- **ESTRATTO DELLA FONTE**:
◇ ◇ ◇
E poi c’è la seconda ragione del disagio. Gli Stati Uniti prima di Trump difficilmente potevano essere descritti come se fossero in una condizione desiderabile. Né si tratta solo di quello: il punto è che proprio la “normalità” portò in primo luogo Trump al potere. È utile rinfrescare i nostri ricordi. Sotto George W. Bush, gli Stati Uniti generarono guerre infinite che destabilizzarono il Medio Oriente e uccisero, secondo alcune stime, mezzo milione di persone. Sotto lo stesso Presidente, produssero anche la più grande crisi economica dalla Grande Depressione. E poi, con il Presidente successivo, misero in salvo coloro che erano i responsabili della crisi, seminarono il caos in Libia ed ignorarono la decimazione della classe media americana.
◇ ◇ ◇
- **DATI FORNITI**:

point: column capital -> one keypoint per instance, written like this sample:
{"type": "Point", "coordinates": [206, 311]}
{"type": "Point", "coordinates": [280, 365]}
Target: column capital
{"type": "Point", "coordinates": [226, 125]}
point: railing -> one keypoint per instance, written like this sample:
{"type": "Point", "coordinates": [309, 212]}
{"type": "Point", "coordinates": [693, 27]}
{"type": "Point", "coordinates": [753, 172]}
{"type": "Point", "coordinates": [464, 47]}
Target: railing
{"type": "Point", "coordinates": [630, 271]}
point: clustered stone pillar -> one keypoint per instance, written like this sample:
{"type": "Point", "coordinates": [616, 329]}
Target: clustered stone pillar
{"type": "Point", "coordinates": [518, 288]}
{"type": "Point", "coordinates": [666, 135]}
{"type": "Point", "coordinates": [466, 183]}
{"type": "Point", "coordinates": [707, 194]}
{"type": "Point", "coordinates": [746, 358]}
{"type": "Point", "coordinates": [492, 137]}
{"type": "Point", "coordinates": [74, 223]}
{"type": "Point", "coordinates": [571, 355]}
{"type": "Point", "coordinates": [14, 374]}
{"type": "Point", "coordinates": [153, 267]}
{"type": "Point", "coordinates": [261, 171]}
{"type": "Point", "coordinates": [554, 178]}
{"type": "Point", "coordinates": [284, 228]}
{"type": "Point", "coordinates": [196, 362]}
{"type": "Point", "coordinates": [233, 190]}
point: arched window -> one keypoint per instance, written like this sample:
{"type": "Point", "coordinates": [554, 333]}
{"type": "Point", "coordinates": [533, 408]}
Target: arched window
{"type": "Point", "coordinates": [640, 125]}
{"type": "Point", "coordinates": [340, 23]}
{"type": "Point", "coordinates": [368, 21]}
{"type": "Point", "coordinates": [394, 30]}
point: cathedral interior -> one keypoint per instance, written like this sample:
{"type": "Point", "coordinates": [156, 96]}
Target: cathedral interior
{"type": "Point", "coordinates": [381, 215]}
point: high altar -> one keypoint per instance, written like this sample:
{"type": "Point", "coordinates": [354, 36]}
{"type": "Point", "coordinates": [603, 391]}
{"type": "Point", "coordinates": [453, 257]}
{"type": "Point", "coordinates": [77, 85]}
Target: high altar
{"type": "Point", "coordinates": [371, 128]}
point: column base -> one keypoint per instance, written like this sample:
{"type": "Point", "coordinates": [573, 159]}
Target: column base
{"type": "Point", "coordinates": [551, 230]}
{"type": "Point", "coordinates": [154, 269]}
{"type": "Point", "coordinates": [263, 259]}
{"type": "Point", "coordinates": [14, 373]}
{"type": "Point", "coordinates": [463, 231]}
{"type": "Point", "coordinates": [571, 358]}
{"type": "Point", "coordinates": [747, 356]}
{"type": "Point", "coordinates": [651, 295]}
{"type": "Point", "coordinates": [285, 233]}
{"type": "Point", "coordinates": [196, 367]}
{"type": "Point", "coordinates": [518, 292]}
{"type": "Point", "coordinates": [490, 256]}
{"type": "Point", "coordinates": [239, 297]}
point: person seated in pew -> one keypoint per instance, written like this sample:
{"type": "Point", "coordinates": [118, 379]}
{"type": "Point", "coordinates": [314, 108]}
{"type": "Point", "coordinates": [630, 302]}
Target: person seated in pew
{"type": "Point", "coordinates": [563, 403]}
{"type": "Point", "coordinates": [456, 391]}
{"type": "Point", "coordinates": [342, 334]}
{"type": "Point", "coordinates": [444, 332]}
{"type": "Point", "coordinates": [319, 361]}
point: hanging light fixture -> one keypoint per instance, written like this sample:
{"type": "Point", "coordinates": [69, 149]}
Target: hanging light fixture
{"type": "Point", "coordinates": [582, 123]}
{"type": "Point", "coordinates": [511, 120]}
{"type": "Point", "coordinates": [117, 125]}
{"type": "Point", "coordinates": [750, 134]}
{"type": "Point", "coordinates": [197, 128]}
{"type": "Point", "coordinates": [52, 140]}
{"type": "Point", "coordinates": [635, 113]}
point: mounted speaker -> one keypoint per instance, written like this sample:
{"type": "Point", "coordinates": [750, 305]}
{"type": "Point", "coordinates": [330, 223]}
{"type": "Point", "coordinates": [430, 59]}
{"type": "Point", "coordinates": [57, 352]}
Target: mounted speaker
◇ ◇ ◇
- **COMPITO 1**:
Elenca tutti i luoghi geografici nominati nel brano sugli Stati Uniti prima di Trump.
- **COMPITO 2**:
Ricopia il brano sugli Stati Uniti prima di Trump, cominciando da "E poi c’è la" e finendo con "classe media americana.".
- **COMPITO 3**:
Prosegui il brano sugli Stati Uniti prima di Trump dal punto in cui si ferma.
I dati non hanno alcun legame con il brano.

- **RISPOSTA 1**:
Stati Uniti, Medio Oriente, Libia

- **RISPOSTA 2**:
E poi c’è la seconda ragione del disagio. Gli Stati Uniti prima di Trump difficilmente potevano essere descritti come se fossero in una condizione desiderabile. Né si tratta solo di quello: il punto è che proprio la “normalità” portò in primo luogo Trump al potere. È utile rinfrescare i nostri ricordi. Sotto George W. Bush, gli Stati Uniti generarono guerre infinite che destabilizzarono il Medio Oriente e uccisero, secondo alcune stime, mezzo milione di persone. Sotto lo stesso Presidente, produssero anche la più grande crisi economica dalla Grande Depressione. E poi, con il Presidente successivo, misero in salvo coloro che erano i responsabili della crisi, seminarono il caos in Libia ed ignorarono la decimazione della classe media americana.

- **RISPOSTA 3**:
Dunque, cosa c’era di “normale” allora? Ma si potrebbe sostenere che ci sono differenze – persino mettendo da parte la straordinariamente irresponsabile e del tutto brutale risposta della Amministrazione Trump all’epidemia del Covid-19 che essa ha ampiamente ignorato e, quando non l’ha ignorata, ha contribuito a provocare la morte di quasi un quarto di milione di americani. La prima differenza è che l’uscita di scena di Trump porrà un termine alle incessanti battaglie quotidiane con i giornalisti, i politici, gli attori, le persone singole, i produttori televisivi e praticamente chiunque attraversi la strada alla sua Amministrazione. La nuova Amministrazione fermerà lo spregiudicato tentativo di scavare un solco degli uni contro gli altri tra differenti gruppi di americani per restare al potere. Porrà fine ad una condotta apertamente razzista dal vertice. Non provocherà più entusiasmo l’idea di usare gli alligatori per impedire agli emigranti illegali di attraversare i confini degli Stati Uniti.

In politica estera, essa ridurrà le tensioni con la Cina. Trump le ha esacerbate e non c’è dubbio che resteranno. Ma la sua condotta, che sembra indicare che consideri il Covid-19 come un complotto orchestrato dalla Cina per rimuoverlo dal potere, è estremamente pericolosa. Le relazioni con la Cina non torneranno a quello che erano prima di Trump, ma almeno il pericolo di due potenze nucleari che iniziano una guerra sarebbe attenuato.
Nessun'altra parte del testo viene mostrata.